### Exercise text

Environmental Origins of Equine Antimicrobial Resistance
“This study will elucidate how antimicrobial resistance and virulence determinants are shared among horses and hospital environment, as well as the role antimicrobial exposure plays at this interface,” says Dr. Brandy Burgess of the University of Georgia in Athens, Ga.
Treatment of Joint Injury with Mesenchymal Stromal Cells
“[The study will be an] evaluation of equine umbilical cord blood-derived mesenchymal stromal cells to treat joint injuries in horses,” says Dr. Thomas Koch of the University of Guelph in Guelph, Ontario.
Optimizing Bone Growth to Reduce Equine Fracture
“Reduction in distal limb fractures through exercise in young horses would have a significant positive impact on horse welfare and the economics and public perception of the horse industry,” says Dr. Mariana Kersh of the University of Illinois in Urbana-Champaign, Ill.
New Generation Equine Influenza Bivalent VLP Vaccine
“We propose to create a novel, safe and effective vaccine for equine influenza based on the 21st-century technology of noninfectious virus-like particles produced in plants,” says Dr. Thomas Chambers of the University of Kentucky in Lexington, Ky.

######
### The data

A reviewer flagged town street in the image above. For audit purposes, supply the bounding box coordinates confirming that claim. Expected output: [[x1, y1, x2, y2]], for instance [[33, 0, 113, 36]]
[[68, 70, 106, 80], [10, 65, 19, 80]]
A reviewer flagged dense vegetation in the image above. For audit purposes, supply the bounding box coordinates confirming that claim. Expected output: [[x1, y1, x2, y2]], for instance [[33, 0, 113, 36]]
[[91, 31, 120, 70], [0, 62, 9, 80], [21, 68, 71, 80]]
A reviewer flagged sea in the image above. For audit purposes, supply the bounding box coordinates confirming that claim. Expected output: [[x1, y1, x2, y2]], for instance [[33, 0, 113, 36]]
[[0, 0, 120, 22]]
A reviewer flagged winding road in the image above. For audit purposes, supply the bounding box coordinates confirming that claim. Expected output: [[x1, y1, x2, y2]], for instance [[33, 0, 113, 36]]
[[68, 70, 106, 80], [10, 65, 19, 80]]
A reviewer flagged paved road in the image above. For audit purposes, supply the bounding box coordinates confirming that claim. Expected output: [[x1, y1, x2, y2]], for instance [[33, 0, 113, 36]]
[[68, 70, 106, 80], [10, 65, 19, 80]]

######
### The data

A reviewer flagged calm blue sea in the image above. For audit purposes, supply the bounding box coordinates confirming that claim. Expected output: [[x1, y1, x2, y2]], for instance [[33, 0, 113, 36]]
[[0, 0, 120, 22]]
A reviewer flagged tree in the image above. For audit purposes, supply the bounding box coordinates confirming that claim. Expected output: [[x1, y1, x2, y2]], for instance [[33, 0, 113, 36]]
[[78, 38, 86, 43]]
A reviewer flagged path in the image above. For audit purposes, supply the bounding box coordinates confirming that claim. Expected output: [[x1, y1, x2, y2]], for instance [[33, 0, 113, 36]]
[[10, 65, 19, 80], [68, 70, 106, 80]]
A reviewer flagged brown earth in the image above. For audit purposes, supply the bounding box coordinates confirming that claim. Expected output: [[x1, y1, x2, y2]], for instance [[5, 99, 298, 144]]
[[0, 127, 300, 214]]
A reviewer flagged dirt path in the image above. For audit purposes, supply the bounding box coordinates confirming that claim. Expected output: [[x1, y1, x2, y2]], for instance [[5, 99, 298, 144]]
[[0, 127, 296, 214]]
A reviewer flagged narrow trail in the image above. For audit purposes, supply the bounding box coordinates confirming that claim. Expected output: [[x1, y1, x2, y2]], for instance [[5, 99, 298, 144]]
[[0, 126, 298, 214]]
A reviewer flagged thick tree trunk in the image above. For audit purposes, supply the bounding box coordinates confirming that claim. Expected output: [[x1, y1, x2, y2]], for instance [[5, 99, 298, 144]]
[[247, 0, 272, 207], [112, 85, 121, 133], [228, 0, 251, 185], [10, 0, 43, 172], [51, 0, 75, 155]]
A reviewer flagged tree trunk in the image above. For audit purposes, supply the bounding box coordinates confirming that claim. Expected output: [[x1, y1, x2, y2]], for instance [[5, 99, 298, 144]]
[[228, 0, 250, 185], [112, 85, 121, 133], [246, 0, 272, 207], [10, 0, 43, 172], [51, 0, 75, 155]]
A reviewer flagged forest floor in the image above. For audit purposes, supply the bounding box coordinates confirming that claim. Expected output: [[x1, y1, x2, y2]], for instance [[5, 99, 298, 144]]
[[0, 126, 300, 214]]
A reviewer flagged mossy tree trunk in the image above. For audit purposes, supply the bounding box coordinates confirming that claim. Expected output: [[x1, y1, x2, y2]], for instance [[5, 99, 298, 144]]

######
### The data

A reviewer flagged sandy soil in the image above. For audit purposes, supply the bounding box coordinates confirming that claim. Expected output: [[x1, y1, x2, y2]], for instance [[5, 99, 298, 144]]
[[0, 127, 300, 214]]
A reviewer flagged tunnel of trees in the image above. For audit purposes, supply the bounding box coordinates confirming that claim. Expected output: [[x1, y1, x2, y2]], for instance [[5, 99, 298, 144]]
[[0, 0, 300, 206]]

######

### What needs to be done
Resume the text on equine research studies after its last sentence, adding further project entries in the same format. The records were taken from a different source than the text.

### Result below
Injury Prediction from Stride Derived Racing Load
“By studying patterns in bone fatigue accrual over time in racehorses, we will better, and earlier, identify horses at risk of limb injury, facilitating timely evidence based preventative strategies.” says Dr. Chris Whitton of the University of Melbourne in Melbourne, Australia.
Predicting Exercising Arrhythmias with Resting ECGs
“We will use at rest ECGs to identify horses with irregular heart rhythms at exercise that can cause sudden cardiac death (SCD), allowing for increased monitoring and improved understanding of SCD,” says Dr. Molly McCue of the University of Minnesota in Minneapolis, Minn.
Understanding and Preventing Supporting Limb Laminitis
“We aim to make supporting limb laminitis preventable through analysis of archived model tissues, a multi-center limb motion study of horses at risk, and development of a prototype therapeutic device,” says Dr. Andrew van Eps, an International Equine Veterinarian Hall of Fame member at the University of Pennsylvania in Kennett Square, Pa. Van Eps has lectured about his previous research at the International Hoof-Care Summit.
Diagnosis of Incipient Condylar Stress Fracture
“This study will save the lives of racehorses by establishing screening using fetlock CT for diagnosis of horses with a high risk of imminent serious injury for personalized clinical care,” says Dr. Peter Muir of the University of Wisconsin in Madison, Wis.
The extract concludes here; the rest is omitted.